* What you have to do
Leaving out all images, write out the records that follow exactly.

* Collected data entries
((

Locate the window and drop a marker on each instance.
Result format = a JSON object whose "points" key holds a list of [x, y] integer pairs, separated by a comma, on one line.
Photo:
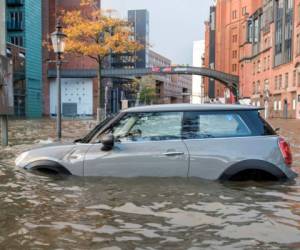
{"points": [[275, 105], [298, 45], [283, 31], [279, 105], [234, 14], [294, 104], [258, 67], [286, 80], [250, 32], [15, 20], [234, 38], [234, 54], [234, 67], [149, 127], [298, 13], [211, 125], [17, 40], [280, 82], [256, 30]]}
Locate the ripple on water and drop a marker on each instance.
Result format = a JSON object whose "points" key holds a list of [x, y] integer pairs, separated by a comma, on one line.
{"points": [[102, 213]]}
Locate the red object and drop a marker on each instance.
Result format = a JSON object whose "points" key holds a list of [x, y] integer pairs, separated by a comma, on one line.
{"points": [[231, 98], [155, 69], [168, 69], [285, 151]]}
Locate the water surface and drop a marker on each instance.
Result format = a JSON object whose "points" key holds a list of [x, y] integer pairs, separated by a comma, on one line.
{"points": [[38, 212]]}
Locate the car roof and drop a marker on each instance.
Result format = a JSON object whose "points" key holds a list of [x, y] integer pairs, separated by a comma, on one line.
{"points": [[191, 107]]}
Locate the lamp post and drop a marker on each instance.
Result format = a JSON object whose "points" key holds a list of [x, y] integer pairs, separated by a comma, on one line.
{"points": [[58, 42]]}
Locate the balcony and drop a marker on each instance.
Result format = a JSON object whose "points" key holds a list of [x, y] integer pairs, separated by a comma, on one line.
{"points": [[15, 2], [15, 26]]}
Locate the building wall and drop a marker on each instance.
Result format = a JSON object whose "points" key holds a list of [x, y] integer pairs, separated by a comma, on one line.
{"points": [[198, 53], [33, 45], [51, 10], [269, 75], [2, 28], [140, 21], [23, 29]]}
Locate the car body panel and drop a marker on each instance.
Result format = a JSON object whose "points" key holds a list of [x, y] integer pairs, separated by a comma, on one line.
{"points": [[134, 159], [71, 156], [210, 157]]}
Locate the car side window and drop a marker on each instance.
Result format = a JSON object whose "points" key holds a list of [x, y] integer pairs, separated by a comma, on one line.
{"points": [[155, 126], [214, 125]]}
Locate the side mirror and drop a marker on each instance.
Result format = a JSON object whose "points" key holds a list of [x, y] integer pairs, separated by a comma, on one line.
{"points": [[108, 142]]}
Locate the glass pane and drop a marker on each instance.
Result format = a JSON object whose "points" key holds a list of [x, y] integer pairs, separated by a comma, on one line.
{"points": [[198, 125], [149, 127]]}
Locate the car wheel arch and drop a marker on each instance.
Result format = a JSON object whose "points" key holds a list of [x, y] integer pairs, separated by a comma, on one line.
{"points": [[255, 165], [48, 166]]}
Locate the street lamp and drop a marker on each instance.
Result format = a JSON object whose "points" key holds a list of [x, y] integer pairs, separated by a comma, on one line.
{"points": [[58, 42]]}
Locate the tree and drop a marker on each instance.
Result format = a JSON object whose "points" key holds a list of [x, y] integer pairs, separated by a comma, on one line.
{"points": [[95, 33]]}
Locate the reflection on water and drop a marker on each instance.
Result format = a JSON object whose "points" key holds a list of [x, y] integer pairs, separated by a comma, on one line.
{"points": [[38, 212]]}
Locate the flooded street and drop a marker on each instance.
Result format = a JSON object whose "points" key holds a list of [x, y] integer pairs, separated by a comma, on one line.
{"points": [[40, 212]]}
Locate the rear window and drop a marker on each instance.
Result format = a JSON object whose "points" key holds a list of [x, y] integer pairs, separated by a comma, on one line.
{"points": [[257, 124], [222, 124]]}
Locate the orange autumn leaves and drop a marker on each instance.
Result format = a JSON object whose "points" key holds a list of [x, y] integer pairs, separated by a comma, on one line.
{"points": [[95, 33]]}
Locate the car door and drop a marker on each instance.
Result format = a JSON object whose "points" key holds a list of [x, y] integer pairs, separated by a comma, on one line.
{"points": [[147, 144], [215, 140]]}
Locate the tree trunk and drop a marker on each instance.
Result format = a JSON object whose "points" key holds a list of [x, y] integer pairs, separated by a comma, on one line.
{"points": [[101, 92]]}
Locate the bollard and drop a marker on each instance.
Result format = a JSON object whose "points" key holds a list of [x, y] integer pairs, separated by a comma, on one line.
{"points": [[4, 130]]}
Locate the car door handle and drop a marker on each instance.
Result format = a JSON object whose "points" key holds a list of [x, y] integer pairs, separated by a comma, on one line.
{"points": [[173, 153]]}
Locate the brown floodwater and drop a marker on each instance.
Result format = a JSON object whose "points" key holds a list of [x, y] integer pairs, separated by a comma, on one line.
{"points": [[40, 212]]}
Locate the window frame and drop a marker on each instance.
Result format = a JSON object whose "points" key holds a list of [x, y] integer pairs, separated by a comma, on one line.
{"points": [[243, 115]]}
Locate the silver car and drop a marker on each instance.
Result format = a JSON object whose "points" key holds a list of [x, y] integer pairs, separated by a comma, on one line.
{"points": [[214, 142]]}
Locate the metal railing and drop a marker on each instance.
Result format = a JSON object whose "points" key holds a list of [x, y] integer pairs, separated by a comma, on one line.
{"points": [[15, 2]]}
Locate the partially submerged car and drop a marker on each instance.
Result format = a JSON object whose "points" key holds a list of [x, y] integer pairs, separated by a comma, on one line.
{"points": [[214, 142]]}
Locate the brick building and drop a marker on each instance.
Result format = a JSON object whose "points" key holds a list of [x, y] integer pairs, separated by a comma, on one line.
{"points": [[259, 40], [79, 78], [22, 32]]}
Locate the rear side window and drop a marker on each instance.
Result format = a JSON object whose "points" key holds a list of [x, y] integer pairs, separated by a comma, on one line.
{"points": [[199, 125], [256, 123]]}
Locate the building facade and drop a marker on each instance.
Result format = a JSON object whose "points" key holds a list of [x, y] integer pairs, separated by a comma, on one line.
{"points": [[24, 34], [259, 40], [79, 77], [198, 53], [2, 28]]}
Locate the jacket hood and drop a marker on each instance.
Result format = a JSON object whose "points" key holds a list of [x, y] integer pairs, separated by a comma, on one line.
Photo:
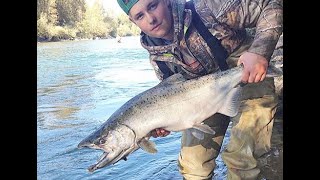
{"points": [[156, 44]]}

))

* Result of the task
Locate the window and drop a marker on each instance.
Result format = a JSON object whose "points" key holds a list of [x, y] integer pairs, separated by a comma, on one line.
Photo:
{"points": [[275, 105], [298, 45], [283, 31], [279, 105], [234, 14], [294, 104], [258, 67], [286, 80], [250, 32], [15, 20], [234, 38], [234, 54], [234, 67], [149, 127], [298, 13], [211, 125], [17, 40], [280, 82], [256, 30]]}
Locate the ripple on water and drop a marker on each instance.
Result format = a JSON object whose "points" key holds a list of [x, y] integer pairs, separated by a comma, on one line.
{"points": [[102, 213]]}
Locate the red object and drop a marker on each instance.
Result format = a JSON object whose "points" key holds a list of [x, y] integer pairs, separated by a comma, on one line.
{"points": [[231, 98], [155, 69], [168, 69], [285, 151]]}
Locate the water surface and drop a marker on each instance.
Result format = a JSON object whose "points" key holds a list of [x, y] integer pairs, separated by a comma, on one line.
{"points": [[38, 212]]}
Locate the car roof and drop a marker on each instance.
Result format = a JSON object whose "points" key holds a list of [x, y] integer pairs, separated by a comma, on one line.
{"points": [[191, 107]]}
Locate the lamp post and drop a marker on each instance.
Result format = a JSON object whose "points" key holds a list of [x, y] integer pairs, separated by a comma, on one line.
{"points": [[58, 42]]}
Locate the balcony and drop a marker on each instance.
Result format = a JSON object whose "points" key holds a list of [x, y] integer pairs, separated by a comma, on one line.
{"points": [[15, 2], [15, 26]]}
Locate the building wall and drop a marker on each instance.
Result format = a JSON object whose "points" key holds a list of [x, y] integer pairs, separated by a comma, on one line.
{"points": [[198, 53], [33, 45], [51, 10], [269, 75], [2, 28], [140, 21], [23, 29]]}
Locate the car body panel and drop a marker on each instance.
Result format = a JSON object whose "points" key holds a list of [x, y] integer pairs, separated by a comma, on one line.
{"points": [[134, 159], [71, 156], [210, 157]]}
Locate the car side window and drop a marker on each instance.
Result format = a JSON object whose "points" key holds a list of [x, y] integer pairs, separated by a comma, on one line.
{"points": [[155, 126], [214, 125]]}
Locate the side mirror and drop a marker on each instance.
Result format = a JSON object whose "points" key holds a list of [x, y] integer pairs, separated by a comma, on one line.
{"points": [[108, 142]]}
Locate the glass pane and drop a marker on each instance.
Result format = a JSON object whose "points" key holds a list of [x, y] integer pairs, separated by a comma, on one line.
{"points": [[198, 125], [149, 127]]}
Locate the car wheel arch and drop a marker on each instance.
Result format = a JSON object whose "points" key holds a list of [x, y] integer pairs, separated by a comma, on one line.
{"points": [[255, 165], [48, 166]]}
Locate the street lamp and drop a marker on each instance.
Result format = a JSON object whose "points" key holds a list of [x, y] integer pairs, separated by a comma, on one line.
{"points": [[58, 42]]}
Locate the tree and drop a marker on each instance.
Result format = a JSON object whose "points" key holds a list of [x, y] integer pairs, separated by a comma, on one line.
{"points": [[95, 33]]}
Locate the reflection on water and drop a marker on each instance.
Result format = a JSON object whose "points" key holds a list of [x, y] integer pairs, separated by a comma, on one line.
{"points": [[38, 212]]}
Locate the flooded street and drop a marker on each instance.
Result format = a JSON object whose "points" key holds a list of [x, y] integer pairs, separated by a comma, on one line.
{"points": [[40, 212]]}
Locate the rear window and drop a marker on each instance.
Result format = a JSON object whose "points" key holds a list of [x, y] integer pairs, separated by a comma, on one line.
{"points": [[257, 124], [222, 124]]}
Locate the orange autumn leaves and drop a marker on each instance.
Result format = a JSON object whose "points" key holds a list of [x, y] integer pairs, separated by a comma, on one line.
{"points": [[95, 33]]}
Locate the car door and drop a marker on each instance.
Result format = a JSON object whose "points" key holds a list of [x, y] integer pairs, separated by a comma, on one line.
{"points": [[147, 144], [215, 140]]}
Locate the tree trunk and drop a marker on each instance.
Result format = a JSON object whose "points" key holds a list of [x, y] integer pairs, separated by a comma, on one line.
{"points": [[101, 92]]}
Locate the bollard and drop a marker on each instance.
Result format = a JSON object whose "points" key holds a list of [x, y] integer pairs, separated by a comma, on one line.
{"points": [[4, 130]]}
Locate the car door handle and drop a marker on each instance.
Result format = a JSON object whose "points" key holds a list of [x, y] integer pairs, separated by a comma, on one line.
{"points": [[173, 153]]}
Locate the brown floodwater and drop a marker on each instance.
Result format = a JSON object whose "points" key holds a list of [x, y] integer pairs, separated by a comma, on one line.
{"points": [[40, 212]]}
Locate the window frame and drop a marker on each instance.
Result format = a JSON object whose "points" key holds a list of [x, y] integer pairs, separated by a comma, on one line.
{"points": [[243, 115]]}
Locate the silver car and drop a marker on each instance.
Result format = a JSON object whose "points" key holds a list of [x, y] integer pairs, separated by a comma, on one line.
{"points": [[214, 142]]}
Locate the metal railing and drop a marker on each instance.
Result format = a JSON object whose "points" key holds a list of [x, y] integer pairs, separated by a comma, on one line.
{"points": [[15, 2]]}
Locate the partially submerged car and drop a marker on each instance.
Result format = a JSON object whose "points" key holds a list of [x, y] integer pairs, separated by a comma, on one line.
{"points": [[214, 142]]}
Locate the brick building and drop a marker on each instance.
Result format = a JSON object whose "points" key holds a list of [x, y] integer pairs, separated by a comma, on one line.
{"points": [[259, 40], [79, 78], [22, 32]]}
Locate the rear side window and drop a marker on each instance.
Result format = a JSON object whose "points" key holds a list of [x, y] integer pairs, separated by a comma, on one line.
{"points": [[199, 125], [256, 123]]}
Locate the building facade and drop a marker on each instance.
Result format = a JSON object whose "points" key holds a list of [x, y] integer pairs, separated by a comma, on one line.
{"points": [[24, 34], [259, 40], [79, 77], [198, 53], [2, 28]]}
Locate the jacket hood and drop a marker on each instance.
Result format = a JSON object whose "points" key holds a list of [x, y] integer pairs, separated by a comma, on one line.
Photo:
{"points": [[156, 44]]}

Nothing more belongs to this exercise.